=== Directive 1 ===
Answer these from the page-table bug thread below:
(a) What macro sits at line 700 of page-flags.h?
(b) From which routine, and in which file, is __ClearPageTable() called?
(c) What commit does the reply propose reverting?
[Begin Document text]
On Fri, Jun 29, 2018 at 1:42 PM Larry Finger <Larry.Finger@xxxxxxxxxxxx> wrote:
I have more information regarding this BUG. Line 700 of page-flags.h is the
macro PAGE_TYPE_OPS(Table, table). For further debugging, I manually expanded
the macro, and found that the bug line is VM_BUG_ON_PAGE(!PageTable(page), page)
in routine __ClearPageTable(), which is called from pgtable_page_dtor() in
include/linux/mm.h. I also added a printk call to PageTable() that logs
page->page_type. The routine was called twice. The first had page_type of
0xfffffbff, which would have been expected for a . The second call had
0xffffffff, which led to the BUG.
So it looks to me like the tear-down of the page tables first found a
page that is indeed a page table, and cleared the page table bit
(well, it set it - the bits are reversed).
Then it took an exception (that "interrupt: 700") and that causes
do_exit() again, and it tries to free the same page table - and now
it's no longer marked as a page table, because it already went through
the __ClearPageTable() dance once.
So on the second path through, it catches that "the bit already said
it wasn't a page table" and does the BUG.
But the real question is what the problem was the *first* time around.
I assume that has scrolled off the screen? This part:
_exception_pkey+0x58/0x128
ret_from_except_full+0x0/0x4
--- interrupt: 700 at free_pgd_range+0x19c/0x30c
LR = free_pgd_range+0x19c/0x30c
free_pgtables+0xa/0xb
exit_mnap+0xf4/0x16c
mmput+0x64/0xf0
Does reverting that commit 1d40a5ea01d5 make everything work for you?
Because if so, judging by the deafening silence on this so far, I
think that's what we should do.
That said, can some ppc person who knows the 32-bit ppc code and maybe
knows what that "interrupt: 700" means talk about that oddity in the
trace, please?
[End Document text]
[Begin Given records]
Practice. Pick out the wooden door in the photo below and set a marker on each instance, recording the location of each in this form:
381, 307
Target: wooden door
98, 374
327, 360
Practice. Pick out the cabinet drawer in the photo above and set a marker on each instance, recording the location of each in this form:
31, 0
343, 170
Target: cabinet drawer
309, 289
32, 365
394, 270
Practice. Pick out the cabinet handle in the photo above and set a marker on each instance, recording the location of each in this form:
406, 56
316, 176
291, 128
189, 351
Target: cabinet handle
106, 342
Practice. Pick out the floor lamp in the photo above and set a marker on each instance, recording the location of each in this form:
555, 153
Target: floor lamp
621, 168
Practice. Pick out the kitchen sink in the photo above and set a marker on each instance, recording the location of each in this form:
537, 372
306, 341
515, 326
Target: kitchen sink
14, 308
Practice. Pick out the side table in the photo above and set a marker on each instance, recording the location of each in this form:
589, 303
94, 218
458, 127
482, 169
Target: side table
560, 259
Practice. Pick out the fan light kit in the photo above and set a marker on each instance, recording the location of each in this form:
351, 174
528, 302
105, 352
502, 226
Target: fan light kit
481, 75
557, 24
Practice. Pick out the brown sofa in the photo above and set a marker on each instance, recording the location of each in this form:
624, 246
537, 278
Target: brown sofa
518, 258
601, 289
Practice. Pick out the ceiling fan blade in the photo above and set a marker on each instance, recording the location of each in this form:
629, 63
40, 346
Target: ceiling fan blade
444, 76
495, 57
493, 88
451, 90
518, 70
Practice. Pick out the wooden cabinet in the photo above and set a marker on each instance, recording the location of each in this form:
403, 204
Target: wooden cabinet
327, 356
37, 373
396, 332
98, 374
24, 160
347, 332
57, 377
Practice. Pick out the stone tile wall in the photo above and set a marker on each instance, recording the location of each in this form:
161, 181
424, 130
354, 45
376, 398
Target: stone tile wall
[End Given records]
=== Directive 2 ===
Report every line of the records above that contains the string "tile".

=== Exercise solution 1 ===
(a) PAGE_TYPE_OPS(Table, table)
(b) pgtable_page_dtor(), in include/linux/mm.h
(c) 1d40a5ea01d5

=== Exercise solution 2 ===
Practice. Pick out the stone tile wall in the photo above and set a marker on each instance, recording the location of each in this form:
Target: stone tile wall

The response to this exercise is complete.